ВЫПОЛНИТЕ ЗАДАНИЯ:
**a.** Ответьте на вопросы по тексту страницы:
(i) Какую оценку получил «Лик огня»?
(ii) Какой год указан для стихотворения «Вдова»?
(iii) Какое произведение, по тексту, отчетливо напоминает это стихотворение?
**b.** Продублируйте дословно фрагмент текста страницы, который начинается со слов «Это просто хорошо, хотя» и заканчивается словами «в старом саду.».

== ТЕКСТ СТРАНИЦЫ

Невеста по завещанию

Бред сивой кобылы. Я поначалу не поняла, что за храмы, жрецы, странные пояснения про одежду, намеки на средневековье... >>>>>

Лик огня

Бредовый бред. С каждым разом серия всё тухлее. -5 >>>>>




  114  

После его собственных резких самооценок стало принято отзываться о «Лирике» как о книге ученической, совершенно «не его» – это все-таки не совсем так: декларативности, как видим, он не избегал и потом. Музыкальность была и тогда:

  • Он не писал с передовой,
  • она – совсем подросток —
  • звалась соломенной вдовой;
  • сперва – соломенной вдовой,
  • потом – вдовою просто.
  • Под скрип сапог, под стук колес
  • война ее водила,
  • и было как-то не до слез,
  • не до раздумий было.
  • Лежит в шкатулке медальон
  • убитого солдата.
  • Давно в гражданке батальон,
  • где он служил когда-то.

(«Вдова», 1955)

Это просто хорошо, хотя отчетливо напоминает «Дом у дороги» Твардовского (даже с фирменным повтором третьей строки). И образы, и лейтмотивы – уже те, что будут сопровождать его в следующие сорок лет:

  • Играет оркестр
  • в старом саду.

====
== ИСХОДНЫЕ ДАННЫЕ

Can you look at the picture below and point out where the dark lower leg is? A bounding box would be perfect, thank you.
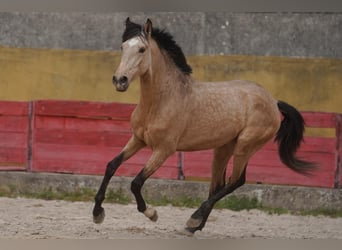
[187,168,246,233]
[93,153,123,217]
[131,170,158,221]
[131,170,146,213]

====

ОТВЕТЫ К ЗАДАНИЯМ:
**a.**
(i) -5
(ii) 1955
(iii) «Дом у дороги» Твардовского

**b.**
Это просто хорошо, хотя отчетливо напоминает «Дом у дороги» Твардовского (даже с фирменным повтором третьей строки). И образы, и лейтмотивы – уже те, что будут сопровождать его в следующие сорок лет:

  • Играет оркестр
  • в старом саду.